** Problem to solve **
Duplicate the lines of the records below, starting with the line containing "example: [46, 171]" and continuing through the end of the records.

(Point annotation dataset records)
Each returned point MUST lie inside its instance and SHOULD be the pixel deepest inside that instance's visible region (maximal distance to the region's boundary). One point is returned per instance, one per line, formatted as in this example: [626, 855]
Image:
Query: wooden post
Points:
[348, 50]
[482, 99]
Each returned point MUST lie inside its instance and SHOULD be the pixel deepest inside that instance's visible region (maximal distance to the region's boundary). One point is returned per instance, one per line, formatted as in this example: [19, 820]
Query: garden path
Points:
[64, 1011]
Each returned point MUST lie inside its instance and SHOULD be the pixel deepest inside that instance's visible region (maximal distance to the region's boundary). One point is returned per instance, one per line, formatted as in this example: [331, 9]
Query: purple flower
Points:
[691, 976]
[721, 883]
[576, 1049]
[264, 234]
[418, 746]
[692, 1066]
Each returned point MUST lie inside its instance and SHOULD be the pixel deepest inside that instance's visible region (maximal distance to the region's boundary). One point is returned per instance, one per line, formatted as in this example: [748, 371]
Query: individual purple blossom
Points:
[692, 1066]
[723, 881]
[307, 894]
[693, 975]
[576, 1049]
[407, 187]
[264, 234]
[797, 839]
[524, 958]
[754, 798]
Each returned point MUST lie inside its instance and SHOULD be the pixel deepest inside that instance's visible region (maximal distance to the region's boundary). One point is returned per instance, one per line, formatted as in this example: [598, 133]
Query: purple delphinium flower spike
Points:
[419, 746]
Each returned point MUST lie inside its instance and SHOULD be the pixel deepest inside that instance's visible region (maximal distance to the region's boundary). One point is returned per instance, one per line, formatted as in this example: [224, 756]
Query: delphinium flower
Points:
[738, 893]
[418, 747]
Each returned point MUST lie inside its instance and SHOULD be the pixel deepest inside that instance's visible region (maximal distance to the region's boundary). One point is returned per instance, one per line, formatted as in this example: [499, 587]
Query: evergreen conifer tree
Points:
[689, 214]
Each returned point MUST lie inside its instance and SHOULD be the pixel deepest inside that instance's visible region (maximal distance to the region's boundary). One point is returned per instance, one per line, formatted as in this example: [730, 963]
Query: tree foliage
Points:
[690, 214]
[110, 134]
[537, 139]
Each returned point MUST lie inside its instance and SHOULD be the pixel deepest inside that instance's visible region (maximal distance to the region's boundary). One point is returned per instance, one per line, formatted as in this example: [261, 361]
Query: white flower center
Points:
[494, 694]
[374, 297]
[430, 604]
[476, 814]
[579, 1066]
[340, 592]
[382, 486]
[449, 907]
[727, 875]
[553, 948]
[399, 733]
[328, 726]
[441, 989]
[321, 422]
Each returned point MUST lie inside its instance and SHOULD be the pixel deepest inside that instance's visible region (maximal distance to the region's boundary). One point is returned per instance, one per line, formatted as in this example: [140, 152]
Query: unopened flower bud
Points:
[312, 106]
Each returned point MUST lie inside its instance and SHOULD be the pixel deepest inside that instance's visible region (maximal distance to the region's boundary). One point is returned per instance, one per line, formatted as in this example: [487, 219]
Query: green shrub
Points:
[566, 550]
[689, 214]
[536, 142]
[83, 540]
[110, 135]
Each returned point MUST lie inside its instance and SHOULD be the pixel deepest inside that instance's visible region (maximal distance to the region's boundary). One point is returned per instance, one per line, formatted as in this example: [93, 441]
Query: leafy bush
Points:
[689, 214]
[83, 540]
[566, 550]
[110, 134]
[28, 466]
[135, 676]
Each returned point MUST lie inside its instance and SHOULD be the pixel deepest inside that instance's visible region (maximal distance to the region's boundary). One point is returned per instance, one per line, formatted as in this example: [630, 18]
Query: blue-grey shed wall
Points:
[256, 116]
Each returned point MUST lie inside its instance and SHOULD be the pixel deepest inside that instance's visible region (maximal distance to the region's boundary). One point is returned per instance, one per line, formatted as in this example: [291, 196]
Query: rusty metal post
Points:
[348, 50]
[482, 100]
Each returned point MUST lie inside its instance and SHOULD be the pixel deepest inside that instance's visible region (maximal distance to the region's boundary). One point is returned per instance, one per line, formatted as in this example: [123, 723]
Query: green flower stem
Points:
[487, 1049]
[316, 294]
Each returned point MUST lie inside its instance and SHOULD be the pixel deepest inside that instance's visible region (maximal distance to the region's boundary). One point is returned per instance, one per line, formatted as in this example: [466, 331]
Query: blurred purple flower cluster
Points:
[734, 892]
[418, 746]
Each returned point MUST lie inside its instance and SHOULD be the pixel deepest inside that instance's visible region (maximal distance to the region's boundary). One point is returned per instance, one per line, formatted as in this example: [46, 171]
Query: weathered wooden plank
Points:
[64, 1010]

** Problem solution **
Each returned point MUST lie inside its instance and SHOULD be the pixel deepest inside that instance's visible region (maximal distance to the region's boundary). One point is returned per instance, one per line, formatted as in this example: [46, 171]
Query: weathered wooden plank
Points:
[64, 1010]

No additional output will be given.